### [Задания]
A. Объясните, почему Александр I в отрывке о русско-шведских переговорах начал торопить Румянцева с заключением договора. Уложитесь в одно–три предложения.
B. Подхватите повествование отрывка о русско-шведских переговорах и продолжите его сразу после последнего предложения.
--- Отрывок ---
Была еще одна причина замедления. Румянцев, не высказывая этого, был против подготовлявшегося соглашения со Швецией, и тормозил заключение договора, исключавшего всякую возможность сближения с Францией. Канцлер осыпал ласками шведского посла; говорил, что совершенно излечился от своих иллюзий, что всем сердцем присоединяется к теперешней политической системе своего государя; что, подобно ему, он враг Наполеона и мирного соглашения. Но Левенхильм не особенно доверял “этому новообращенному, возвращения которого к прежней ереси нужно ждать ежеминутно”. [444] Вскоре он увидел, что недавнее ревностное отношение к делу, которым кичился Румянцев, не было искренним, и что министр втайне придерживается своей прежней политики. Назначенный, в силу своей должности, официально обсуждать статьи договора, Румянцев по каждой из них находил, что возразить, и изыскивал средства отвечать на всякое требование какой-нибудь неопределенной и “крайне запутанной” [445] фразой. К счастью Бернадота, его дипломатический сотрудник сумел заручиться свободным доступом к императору с правом обращаться непосредственно к нему, и нужно сказать, что каждое его обращение к царю, хотя незначительно, но подвигало вперед полное терниев дело. [446] Видя, как наши армии покрывают Германию, следя за тем, как они непрерывно подвигаются вперед, переправляются через Эльбу, затем через Одер и подходят к Висле, Александр I с каждым днем все более сознавал неотложную потребность помощи, необходимость схватить руку, которую ему протягивал Бернадот, и избрать его кормчим и “буссолью” [447] на время бури [448] . Он подгонял престарелого министра и отдавал одно за другим “точные и ясные” [449] приказания, так что к середине марта переговоры были закончены.
--- Хранимые данные ---
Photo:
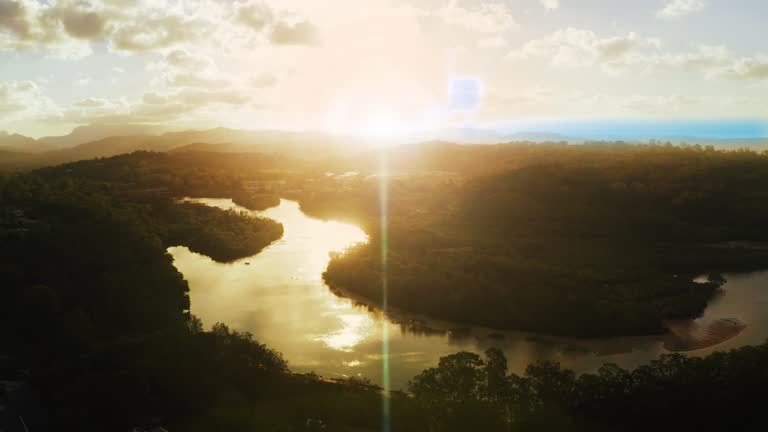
---
### [Ответы к заданиям]
A. Александр I видел, как армии покрывают Германию, непрерывно продвигаются вперед, переправляются через Эльбу и Одер и подходят к Висле. Поэтому он с каждым днем все яснее сознавал неотложную потребность в помощи и необходимость принять руку, которую ему протягивал Бернадот.

B.
444
Депеша от 24 февраля.
445
Id.
446
Id.
447
Буссоль – прибор для управления артиллерийским огнем – соединение компаса с угломерным кругом и оптическим прибором.
448
Депеша Левенхильма от 11 марта.
449
Id.
Как раз в это время Чернышев привез высказанное Наполеоном 25 февраля предложение. Это послание произвело сенсацию и очень встревожило Левенхильма, который усматривал в том, как отнесется Александр к этому посланию, решительное испытание твердости его намерений. По его мнению, этот непостоянный государь, несомненно, выработал в себе новую душу, полную энергии и твердости. Тем не менее, порученная Чернышеву миссия могла воскресить в нем желание начать переговоры. Устоят ли решения царя пред определенным, довольно умеренным по форме, предложением, поднесенным ему противником на острие шпаги и поддержанным вступлением в Германию четырехсот тысяч человек?
Александр начал с того, что, в знак доверия, сообщил Левенхильму предложения Франции. Он дал ему прочесть длинное донесение Чернышева с собственноручными пометками, в котором тот слово в слово передавал разговор в Елисейском дворце. При этом он прибавил, в виде пояснения, что не верит высказанным Бонапартом чувствам. “Я смотрю на все это, – справедливо сказал он, – как на желание выиграть время, так как у них не все еще готово к войне; но я не дам обмануть себя”. [450]
450
Депеша Левенхильма от 25 марта.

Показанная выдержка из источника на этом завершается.